__CHALLENGES__:
- 1) Using the agreement, decide whether each statement below agrees with it, answering yes or no and quoting the deciding words. (a) The Company must notify all other Rightsholders within 10 days after receiving the Initial Demand Request. (b) Other Rightsholders have 30 days from the Company Notice to say how many Registrable Securities they want included. (c) The Warrant is for the purchase of 5,000,000 shares of Series B Common Stock.
- 2) Quote the stretch of the agreement from "The Initial Demand Request shall" through "to Section 1.1(b).".
- 3) According to the agreement, on what date was the Securities Purchase Agreement between the Company and OCHC dated?

__PAGE__:
—————
The definitions of capitalized terms used in this Agreement are set
forth in Appendix A.
WHEREAS, the Company and OCHC entered into a Securities Purchase
Agreement dated July 8, 2002 (the "Securities Purchase Agreement"), governing
the sale by the Company of shares of Series B Common Stock on the Closing Date
(as defined in the Securities Purchase Agreement), certain additional shares of
Series B Common Stock that may be issuable in the future upon and subject to the
terms and conditions of the Securities Purchase Agreement, and warrants for the
purchase of 5,000,000 shares of Original Common Stock (the "Warrant"), as
adjusted pursuant to the terms thereof, to OCHC;
WHEREAS, the terms of the Securities Purchase Agreement provide for
the execution and delivery of this Agreement;
WHEREAS, pursuant to the terms of the Securities Purchase Agreement,
the Company, Occidental Petroleum Corporation, a Delaware corporation
("Occidental"), and OCHC are entering into a Stockholders Agreement dated as of
the date of this Agreement (the "Stockholder Agreement"); and
NOW, THEREFORE, in consideration of the premises and the mutual
covenants of the Parties set forth herein, it is hereby agreed as follows:
SECTION 1
DEMAND REGISTRATION
1.1 Registration Rights. Subject to Sections 1.2 and 1.3, if one or more
Rightsholders provide the Company at any time a written request that the Company
file a registration statement under the Securities Act covering the registration
of Registrable Securities owned by such Rightsholder (that request being
referred to as an "Initial Demand Request" and such registration being referred
to as a "Demand Registration"), the Company shall:
(a) within 10 days after receiving the Initial Demand Request, notify
all other Rightsholders of such request (the "Company Notice");
(b) from the date the Company delivers the Company Notice, give all
other Rightsholders 15 days to notify the Company of the number of
Registrable Securities such other Rightsholders desire the Company to
include in the registration statement relating to such Demand Registration;
and
(c) within 45 days after receiving the Initial Demand Request, file a
registration statement under the Securities Act covering all Registrable
Securities that the Rightsholders requested to be registered and, after
such filing, use commercially reasonable efforts to cause such registration
statement to be declared effective.
The Initial Demand Request shall specify the number of shares of Registrable
Securities proposed to be sold and the manner of distribution.
1.2 Underwriting Requirements. If an Initial Demand Request provides
for the sale of Registrable Securities in an underwritten offering and an OCHC
Party is participating in the related registration, then OCHC shall have the
right to select the lead managing underwriter for such underwriting in its sole
discretion and to select the other underwriters for such underwriting, subject
to the consent of the Company which shall not be unreasonably withheld. In such
event, the participating OCHC Party shall specify the proposed underwriters in
the Initial Demand Request or the notice delivered pursuant to Section 1.1(b).
—————
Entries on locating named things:
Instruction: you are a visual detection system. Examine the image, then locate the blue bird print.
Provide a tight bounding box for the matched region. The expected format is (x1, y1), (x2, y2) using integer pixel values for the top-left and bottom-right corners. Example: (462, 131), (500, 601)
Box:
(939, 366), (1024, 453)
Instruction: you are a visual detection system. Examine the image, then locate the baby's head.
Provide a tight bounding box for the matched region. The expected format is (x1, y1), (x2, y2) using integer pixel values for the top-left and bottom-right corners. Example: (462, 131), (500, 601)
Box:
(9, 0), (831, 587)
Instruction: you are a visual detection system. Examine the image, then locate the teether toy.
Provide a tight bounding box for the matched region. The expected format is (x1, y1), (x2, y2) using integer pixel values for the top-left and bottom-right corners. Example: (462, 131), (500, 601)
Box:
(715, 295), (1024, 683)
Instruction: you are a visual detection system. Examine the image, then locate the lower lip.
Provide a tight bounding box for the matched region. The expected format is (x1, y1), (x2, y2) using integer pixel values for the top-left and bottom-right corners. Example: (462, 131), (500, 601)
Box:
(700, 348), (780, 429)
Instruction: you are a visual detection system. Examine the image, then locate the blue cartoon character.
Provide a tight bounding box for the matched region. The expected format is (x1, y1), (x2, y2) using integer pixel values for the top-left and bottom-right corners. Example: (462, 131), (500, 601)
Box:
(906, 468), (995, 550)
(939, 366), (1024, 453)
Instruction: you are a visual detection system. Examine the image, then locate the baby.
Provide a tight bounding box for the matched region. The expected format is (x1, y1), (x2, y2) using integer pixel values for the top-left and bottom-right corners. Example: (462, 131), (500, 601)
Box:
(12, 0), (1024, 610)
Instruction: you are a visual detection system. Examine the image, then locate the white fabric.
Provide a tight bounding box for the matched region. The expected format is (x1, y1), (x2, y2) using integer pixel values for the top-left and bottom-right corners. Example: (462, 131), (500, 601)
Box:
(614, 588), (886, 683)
—————
__SOLUTIONS TO EACH TASK__:
- 1)
(a) Yes: "within 10 days after receiving the Initial Demand Request, notify all other Rightsholders of such request"
(b) No: "give all other Rightsholders 15 days to notify the Company of the number of Registrable Securities"
(c) No: "warrants for the purchase of 5,000,000 shares of Original Common Stock"

- 2)
The Initial Demand Request shall specify the number of shares of Registrable
Securities proposed to be sold and the manner of distribution.
1.2 Underwriting Requirements. If an Initial Demand Request provides
for the sale of Registrable Securities in an underwritten offering and an OCHC
Party is participating in the related registration, then OCHC shall have the
right to select the lead managing underwriter for such underwriting in its sole
discretion and to select the other underwriters for such underwriting, subject
to the consent of the Company which shall not be unreasonably withheld. In such
event, the participating OCHC Party shall specify the proposed underwriters in
the Initial Demand Request or the notice delivered pursuant to Section 1.1(b).

- 3) July 8, 2002.